How Data Science can help in a pandemic situation?

| minute read

With the aim of covering current and future needs of society, data science and Artificial Intelligence (AI) are seeking to drive the creation of technological solutions that benefit users in their daily lives. Many disciplines are uniting behind this cause, with health sciences to the fore, especially given the current context of the battle against the Covid-19 pandemic. Digital tools underpinned by these technologies are tackling problems that, approached in a conventional way, would cost more time and effort to resolve.

The knowledge challenge

Machine learning is an intricate process that can help us as a society achieve the goal of assisting people facing complex issues. Nonetheless, given this ambitious scenario, new challenges are arising that must be addressed to make space for these techniques. We always want to learn from nature, but to do so we need mechanisms that enable us to collect a lot of data. In a similar context, characterising a virus and predicting society’s behavioural response to it can be a very complex task that demands experimental scenarios in which it is possible to learn from these new experiences.

The challenge becomes tricky when we need to do this learning on the fly, observing on a daily basis how regrettable situations affect society while scientists in different fields struggle to gain this knowledge that in theory nobody has. In tackling this challenge, AI is emerging as a key factor in making learning processes more agile. The various techniques underlying this technology are competing to ascertain how they can be deployed to better describe the current situation, predict what might happen tomorrow and, ultimately, help us as a society determine the best ways to proceed and act. 

Tools and current uses

To this end, digital technologies and, specifically, data and AI are fostering the emergence of functions that, applied to the medical field, deliver high value to medicine. Some of them are already being implemented to help in the fight against Covid-19.

The example that comes most quickly to mind is that of the apps that have been developed in various countries to monitor the spread of the virus. These generate an ID on your mobile phone and register the IDs of other users you have been in contact with. In this way, if anyone tests positive for Covid-19 it is registered in the app and the system reviews the contact data history generated in previous days to stop the spread of the virus. 

In summary, the app tells users they have been in contact with a certain number of people on a certain number of days and produces aggregate statistics and trend data to aid the decision-making process. To comply with privacy and data protection requirements, the information is anonymised and is not communicated in real time.

=-=-=

▸ What to do:
Carry on the article about how data science can help in a pandemic, picking up after its last sentence. The data after this is not needed.

=-=-=

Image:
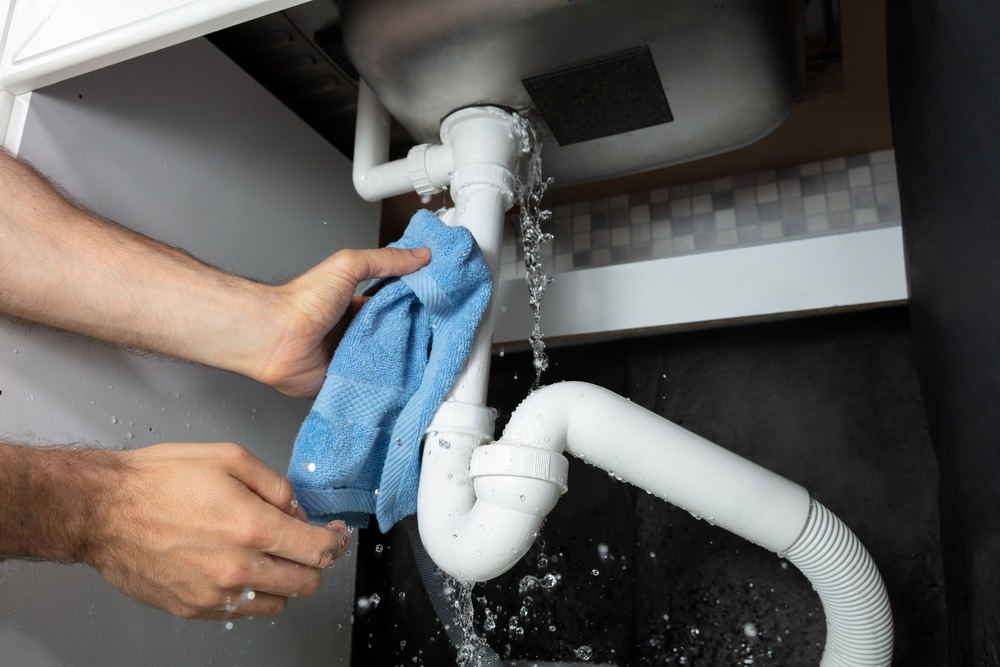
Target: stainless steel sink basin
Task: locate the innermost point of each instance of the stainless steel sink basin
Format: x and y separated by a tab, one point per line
620	86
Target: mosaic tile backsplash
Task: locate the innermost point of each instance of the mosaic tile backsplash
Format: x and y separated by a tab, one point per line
835	196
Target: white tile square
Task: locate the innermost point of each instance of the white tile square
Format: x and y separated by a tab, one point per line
814	204
859	177
838	201
725	219
680	207
789	188
767	192
701	203
811	169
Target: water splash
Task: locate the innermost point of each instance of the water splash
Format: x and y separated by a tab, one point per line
530	190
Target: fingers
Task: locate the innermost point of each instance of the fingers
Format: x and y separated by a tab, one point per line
360	265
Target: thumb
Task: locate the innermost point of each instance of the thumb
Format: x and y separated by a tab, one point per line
360	265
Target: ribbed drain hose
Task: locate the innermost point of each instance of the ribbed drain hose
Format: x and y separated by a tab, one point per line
858	616
479	653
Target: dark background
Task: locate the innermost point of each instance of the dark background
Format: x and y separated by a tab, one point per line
830	402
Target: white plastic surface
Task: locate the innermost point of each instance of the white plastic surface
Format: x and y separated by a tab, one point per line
52	40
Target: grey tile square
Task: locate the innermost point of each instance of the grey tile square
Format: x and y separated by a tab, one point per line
659	194
680	191
883	156
638	198
726	237
643	251
862	160
683	226
771	230
659	210
814	204
721	200
660	229
563	244
793	227
789	189
620	217
680	206
887	193
723	184
863	197
749	234
859	176
889	213
865	216
683	243
662	247
725	219
701	203
600	220
767	192
884	172
621	236
835	181
746	216
705	240
701	188
704	222
600	257
835	164
639	214
600	238
787	173
791	208
817	223
770	211
621	254
563	263
641	234
745	197
841	219
813	185
838	201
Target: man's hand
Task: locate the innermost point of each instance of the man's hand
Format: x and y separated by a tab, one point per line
200	530
314	311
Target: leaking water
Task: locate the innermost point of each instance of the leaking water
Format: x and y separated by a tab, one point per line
530	190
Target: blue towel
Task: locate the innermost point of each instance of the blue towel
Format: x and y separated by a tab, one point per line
358	451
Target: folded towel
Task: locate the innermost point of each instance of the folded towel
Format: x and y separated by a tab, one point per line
358	451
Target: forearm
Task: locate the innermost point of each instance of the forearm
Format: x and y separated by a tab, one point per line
50	500
65	268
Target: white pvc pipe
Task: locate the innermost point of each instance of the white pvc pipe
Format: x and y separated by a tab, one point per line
426	169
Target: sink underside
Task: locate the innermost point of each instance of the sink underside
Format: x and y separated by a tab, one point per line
619	87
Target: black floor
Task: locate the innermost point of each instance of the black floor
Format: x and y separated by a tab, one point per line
831	403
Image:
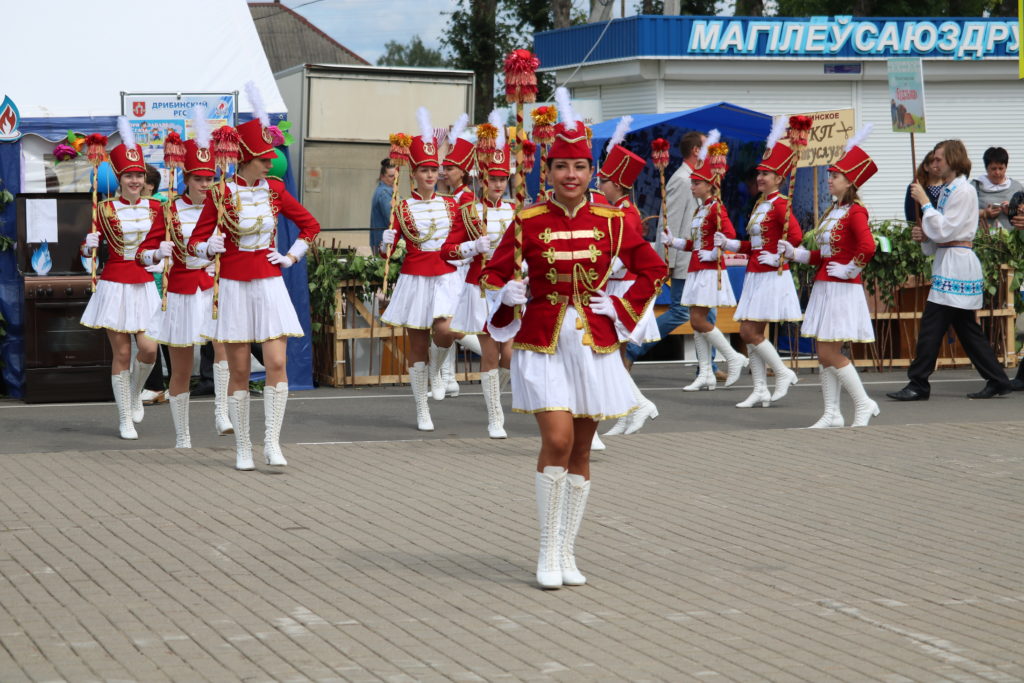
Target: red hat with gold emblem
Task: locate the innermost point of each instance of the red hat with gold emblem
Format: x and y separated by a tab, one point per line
571	136
127	157
423	151
255	140
199	161
778	156
856	165
501	162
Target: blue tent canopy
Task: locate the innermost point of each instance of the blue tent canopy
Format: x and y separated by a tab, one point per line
744	130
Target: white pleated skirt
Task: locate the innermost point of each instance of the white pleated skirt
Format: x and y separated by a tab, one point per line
646	328
122	307
838	311
700	289
417	300
768	297
572	379
471	312
181	324
252	311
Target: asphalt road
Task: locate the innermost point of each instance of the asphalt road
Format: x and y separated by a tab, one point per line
386	414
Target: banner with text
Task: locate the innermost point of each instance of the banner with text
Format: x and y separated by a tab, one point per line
906	94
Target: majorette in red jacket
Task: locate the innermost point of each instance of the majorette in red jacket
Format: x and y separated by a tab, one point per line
250	225
569	255
130	230
710	218
765	229
843	237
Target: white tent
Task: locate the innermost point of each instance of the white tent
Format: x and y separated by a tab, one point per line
68	58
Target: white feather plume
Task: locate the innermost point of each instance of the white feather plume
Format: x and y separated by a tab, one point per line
622	128
711	138
256	100
127	134
423	118
201	126
458	128
778	126
498	121
564	103
861	135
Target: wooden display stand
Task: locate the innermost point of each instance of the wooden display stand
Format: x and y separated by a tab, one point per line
354	349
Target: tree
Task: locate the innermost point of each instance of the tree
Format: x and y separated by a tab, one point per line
413	54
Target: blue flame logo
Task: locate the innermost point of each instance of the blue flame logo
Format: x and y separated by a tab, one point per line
41	262
9	119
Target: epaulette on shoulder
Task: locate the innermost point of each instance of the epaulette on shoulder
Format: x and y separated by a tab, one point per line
536	210
606	211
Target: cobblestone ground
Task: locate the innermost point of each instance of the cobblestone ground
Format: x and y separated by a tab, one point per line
888	553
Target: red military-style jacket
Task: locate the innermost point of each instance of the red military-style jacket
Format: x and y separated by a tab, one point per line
250	225
714	218
187	272
843	237
432	228
569	255
500	216
766	228
130	230
633	221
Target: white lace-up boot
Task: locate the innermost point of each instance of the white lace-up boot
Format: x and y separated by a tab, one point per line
829	395
783	376
550	503
418	378
121	383
238	410
645	410
736	360
493	399
139	373
864	408
706	378
577	491
179	413
760	394
274	401
220	377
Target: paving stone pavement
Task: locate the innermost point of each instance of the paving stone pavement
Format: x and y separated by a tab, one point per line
887	553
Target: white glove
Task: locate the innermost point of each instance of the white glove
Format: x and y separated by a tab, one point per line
275	257
602	304
842	270
617	268
514	292
387	240
725	243
708	256
215	245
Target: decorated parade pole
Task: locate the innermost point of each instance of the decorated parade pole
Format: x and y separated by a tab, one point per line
96	150
520	87
800	130
174	158
544	134
399	155
226	153
659	158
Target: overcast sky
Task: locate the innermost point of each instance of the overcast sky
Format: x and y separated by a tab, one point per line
365	26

=-=-=

▸ Answer for the task:
In addition, these technologies can be used to make predictions about spread and even to help detect new cases. There are already examples of this type of use. Analytical approaches to diagnosing illnesses entail determining the likelihood that a certain illness is present based on a series of symptoms and patient characteristics. This means developing the capability to measure these symptoms and characteristics, and to analyse them together, improving and increasing speed of diagnosis as the data accumulate.

To carry out this diagnosis, predictive models are used that harness datasets which must have been processed beforehand, using techniques such as natural language processing, data cleansing, pattern recognition in medical images, etc. The aim is to aggregate all the information in a ready-to-analyse dataset.

The purpose of predictive models is to assign a probability of belonging to a category of interest, for example the likelihood that a new case being examined (a new patient with their measured symptomatic variables) is suffering from the illness.

Similarly, telemedicine might be made easier because healthcare professionals working in different fields can collaborate and remote diagnosis is enabled, for instance using videoconferencing systems, augmented reality solutions, data analysis and the IoT.

All disciplines, industries and individuals have roles to play and support to offer, whether by developing solutions, helping with distribution, treating patients, cleaning and disinfecting hospitals, or staying at home. In this context, data science is a powerful ally in the battle in which we are all enlisted.